**WHAT NEEDS TO BE DONE:**
Please write out again every line from the one that contains "Find church dome." through the one that contains "xmin=613 ymin=275 xmax=765 ymax=614", both included, and leave out all other lines. In the copy, adjust each bounding-box coordinate by -9.

**PROVIDED DATA:**
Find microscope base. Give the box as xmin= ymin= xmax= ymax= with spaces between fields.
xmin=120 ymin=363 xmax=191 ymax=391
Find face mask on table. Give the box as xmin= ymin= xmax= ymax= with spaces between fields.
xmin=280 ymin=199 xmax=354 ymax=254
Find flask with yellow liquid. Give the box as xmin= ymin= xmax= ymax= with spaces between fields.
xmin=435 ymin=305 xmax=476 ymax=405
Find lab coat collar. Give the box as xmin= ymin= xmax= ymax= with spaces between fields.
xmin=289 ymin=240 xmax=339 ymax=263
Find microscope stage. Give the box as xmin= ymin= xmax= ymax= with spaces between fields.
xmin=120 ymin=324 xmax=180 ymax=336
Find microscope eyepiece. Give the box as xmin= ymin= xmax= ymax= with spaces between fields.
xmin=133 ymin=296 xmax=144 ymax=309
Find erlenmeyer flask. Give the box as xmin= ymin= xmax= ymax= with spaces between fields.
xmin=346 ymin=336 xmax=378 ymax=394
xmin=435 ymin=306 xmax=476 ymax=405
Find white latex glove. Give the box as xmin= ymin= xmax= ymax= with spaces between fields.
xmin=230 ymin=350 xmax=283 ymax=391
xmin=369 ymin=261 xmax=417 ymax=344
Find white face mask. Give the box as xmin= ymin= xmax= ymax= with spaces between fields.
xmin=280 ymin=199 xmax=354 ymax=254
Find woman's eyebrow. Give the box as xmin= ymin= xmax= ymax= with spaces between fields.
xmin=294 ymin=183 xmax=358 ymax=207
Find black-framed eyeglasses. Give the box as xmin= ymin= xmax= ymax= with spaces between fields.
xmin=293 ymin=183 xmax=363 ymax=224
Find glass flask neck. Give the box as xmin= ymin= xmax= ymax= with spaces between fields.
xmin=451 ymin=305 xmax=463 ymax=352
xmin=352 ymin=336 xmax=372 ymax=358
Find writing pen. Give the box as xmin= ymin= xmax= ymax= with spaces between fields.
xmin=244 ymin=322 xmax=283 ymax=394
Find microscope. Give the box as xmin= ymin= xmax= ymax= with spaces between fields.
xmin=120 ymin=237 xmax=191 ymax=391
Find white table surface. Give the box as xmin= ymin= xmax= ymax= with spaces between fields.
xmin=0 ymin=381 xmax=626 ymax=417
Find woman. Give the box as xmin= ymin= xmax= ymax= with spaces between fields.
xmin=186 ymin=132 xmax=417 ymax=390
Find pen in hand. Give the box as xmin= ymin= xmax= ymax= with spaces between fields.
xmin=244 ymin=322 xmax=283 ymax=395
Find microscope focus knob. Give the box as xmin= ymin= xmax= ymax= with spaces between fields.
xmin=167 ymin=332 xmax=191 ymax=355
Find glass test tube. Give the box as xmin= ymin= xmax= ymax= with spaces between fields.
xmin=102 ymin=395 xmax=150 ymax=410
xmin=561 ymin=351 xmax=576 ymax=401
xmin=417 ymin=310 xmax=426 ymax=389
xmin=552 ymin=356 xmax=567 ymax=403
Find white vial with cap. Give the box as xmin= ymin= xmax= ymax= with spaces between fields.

--

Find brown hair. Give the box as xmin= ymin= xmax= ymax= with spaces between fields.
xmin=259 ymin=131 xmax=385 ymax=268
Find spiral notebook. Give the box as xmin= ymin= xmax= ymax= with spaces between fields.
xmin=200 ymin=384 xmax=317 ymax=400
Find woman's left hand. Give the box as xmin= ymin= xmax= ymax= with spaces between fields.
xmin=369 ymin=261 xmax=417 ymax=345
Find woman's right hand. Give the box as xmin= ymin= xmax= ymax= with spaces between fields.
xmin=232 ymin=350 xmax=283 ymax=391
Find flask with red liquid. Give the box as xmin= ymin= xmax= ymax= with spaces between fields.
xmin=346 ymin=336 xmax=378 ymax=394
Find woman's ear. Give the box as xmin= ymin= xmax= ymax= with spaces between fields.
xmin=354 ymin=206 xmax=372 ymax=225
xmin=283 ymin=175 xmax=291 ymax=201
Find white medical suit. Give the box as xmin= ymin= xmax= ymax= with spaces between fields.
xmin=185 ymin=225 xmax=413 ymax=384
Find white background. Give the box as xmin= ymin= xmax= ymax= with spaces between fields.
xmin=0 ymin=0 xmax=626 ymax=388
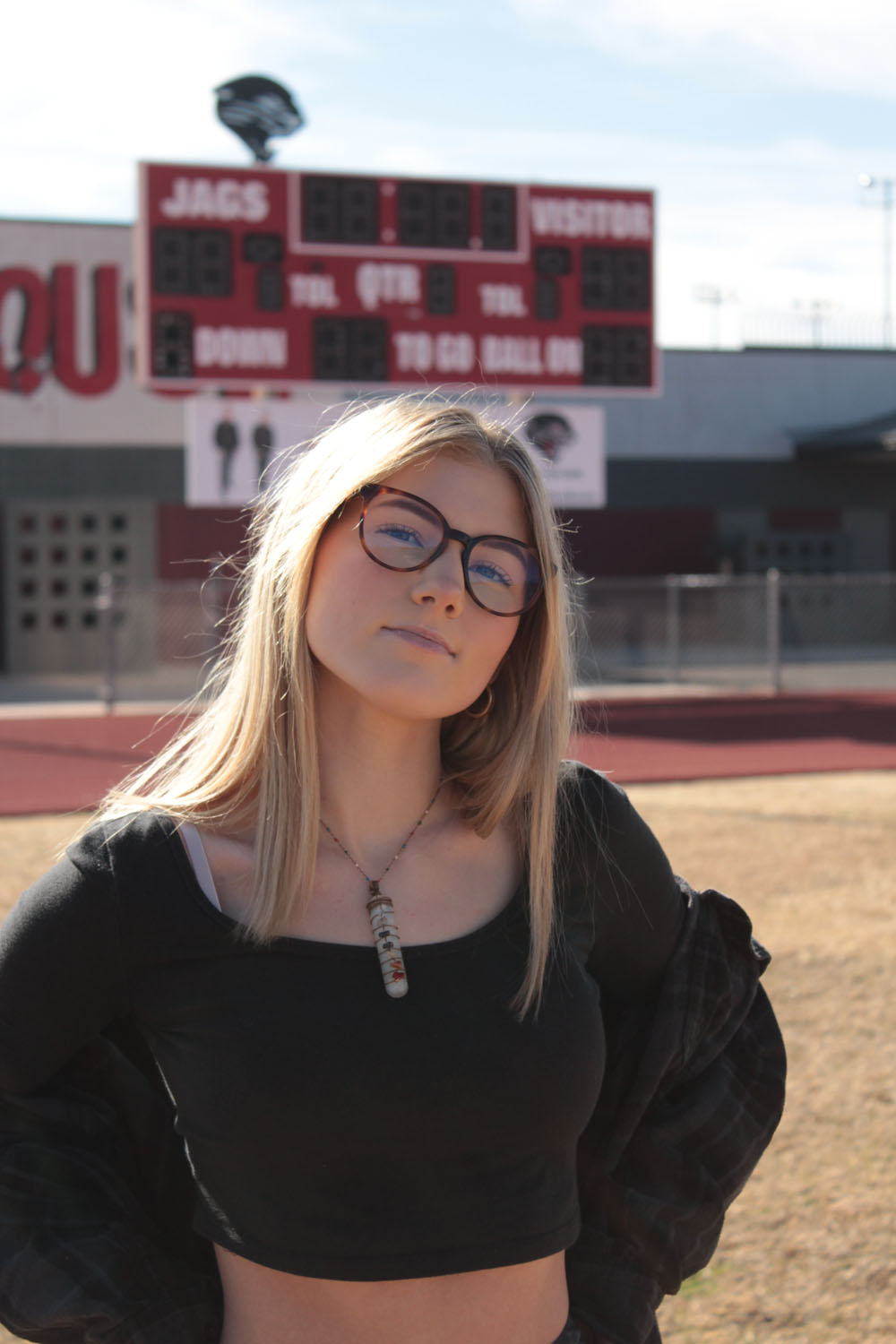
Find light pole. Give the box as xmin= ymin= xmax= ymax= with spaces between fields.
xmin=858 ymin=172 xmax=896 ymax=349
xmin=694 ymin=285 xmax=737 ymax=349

...

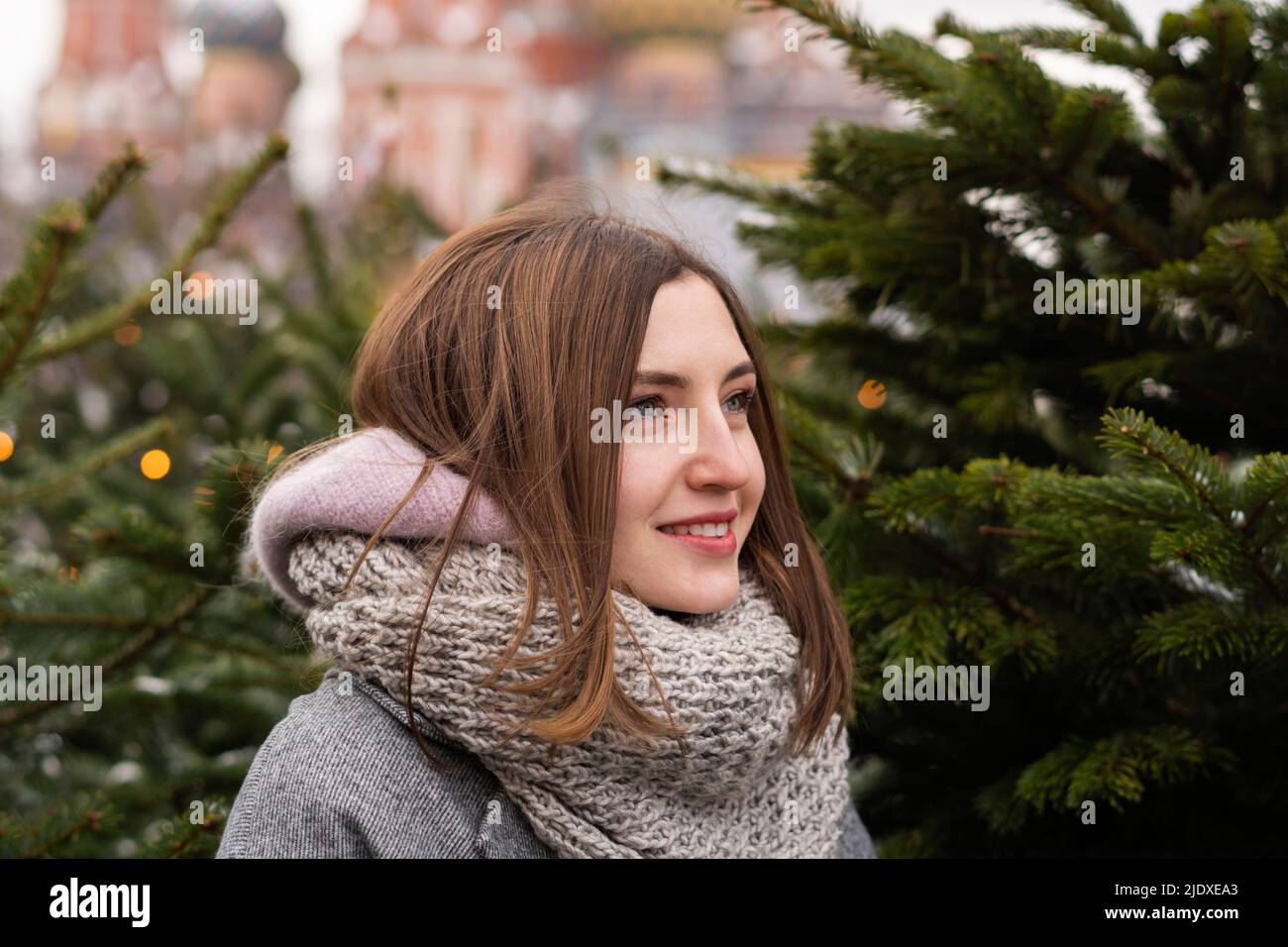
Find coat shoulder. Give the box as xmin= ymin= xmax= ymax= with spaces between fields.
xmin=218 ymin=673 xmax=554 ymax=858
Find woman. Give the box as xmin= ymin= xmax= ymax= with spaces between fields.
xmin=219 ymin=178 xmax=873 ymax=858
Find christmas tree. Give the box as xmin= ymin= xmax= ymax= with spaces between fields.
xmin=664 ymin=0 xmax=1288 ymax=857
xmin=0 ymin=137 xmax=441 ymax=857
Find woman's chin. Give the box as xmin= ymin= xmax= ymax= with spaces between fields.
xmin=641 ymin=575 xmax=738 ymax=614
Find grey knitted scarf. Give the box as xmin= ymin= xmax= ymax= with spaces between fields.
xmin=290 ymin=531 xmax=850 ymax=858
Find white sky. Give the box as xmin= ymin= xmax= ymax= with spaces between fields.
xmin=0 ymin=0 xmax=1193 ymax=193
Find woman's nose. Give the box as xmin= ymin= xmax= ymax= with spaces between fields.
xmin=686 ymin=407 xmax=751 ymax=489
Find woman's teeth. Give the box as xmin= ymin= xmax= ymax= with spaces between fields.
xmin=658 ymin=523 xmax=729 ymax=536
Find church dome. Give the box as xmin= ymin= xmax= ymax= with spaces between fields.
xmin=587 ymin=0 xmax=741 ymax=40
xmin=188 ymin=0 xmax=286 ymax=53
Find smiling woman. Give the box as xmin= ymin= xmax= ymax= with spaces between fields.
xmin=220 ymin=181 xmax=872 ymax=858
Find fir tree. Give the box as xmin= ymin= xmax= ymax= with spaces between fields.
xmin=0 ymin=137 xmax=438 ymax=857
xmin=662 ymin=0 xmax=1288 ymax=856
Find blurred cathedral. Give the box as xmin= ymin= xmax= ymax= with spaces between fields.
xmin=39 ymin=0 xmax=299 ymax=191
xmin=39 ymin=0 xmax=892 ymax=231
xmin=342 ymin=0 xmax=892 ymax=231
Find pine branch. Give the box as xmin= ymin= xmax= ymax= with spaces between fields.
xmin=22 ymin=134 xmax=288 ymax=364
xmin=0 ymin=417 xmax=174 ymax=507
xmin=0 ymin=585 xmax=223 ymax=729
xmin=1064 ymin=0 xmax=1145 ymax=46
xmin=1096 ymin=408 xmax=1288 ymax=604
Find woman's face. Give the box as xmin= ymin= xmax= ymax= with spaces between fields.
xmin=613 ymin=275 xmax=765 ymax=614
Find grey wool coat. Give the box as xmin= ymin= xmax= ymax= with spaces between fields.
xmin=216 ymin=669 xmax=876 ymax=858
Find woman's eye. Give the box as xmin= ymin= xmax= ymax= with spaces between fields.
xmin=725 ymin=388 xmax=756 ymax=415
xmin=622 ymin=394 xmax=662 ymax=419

**THE RESPONSE:**
Find church dome. Give the box as xmin= ymin= xmax= ymax= with spaces between fields.
xmin=578 ymin=-9 xmax=732 ymax=31
xmin=179 ymin=-9 xmax=277 ymax=44
Find smiling woman. Give the box as xmin= ymin= xmax= ymax= with spaces between fields.
xmin=211 ymin=172 xmax=863 ymax=849
Find fir tree. Give the box as xmin= ymin= xmax= ymax= with spaces between fields.
xmin=-9 ymin=128 xmax=429 ymax=848
xmin=653 ymin=-9 xmax=1279 ymax=847
Find blurred cathedral. Give the box as xmin= ymin= xmax= ymax= with spaces between fields.
xmin=30 ymin=-9 xmax=290 ymax=182
xmin=30 ymin=-9 xmax=883 ymax=222
xmin=333 ymin=-9 xmax=883 ymax=222
Find pine branch. Give the box as xmin= ymin= xmax= ymax= with spaces between fields.
xmin=13 ymin=125 xmax=279 ymax=355
xmin=-9 ymin=408 xmax=165 ymax=498
xmin=-9 ymin=576 xmax=214 ymax=720
xmin=1055 ymin=-9 xmax=1136 ymax=37
xmin=1087 ymin=399 xmax=1279 ymax=595
Find woman's face. Give the box as xmin= ymin= xmax= ymax= with spaces between fields.
xmin=604 ymin=266 xmax=756 ymax=605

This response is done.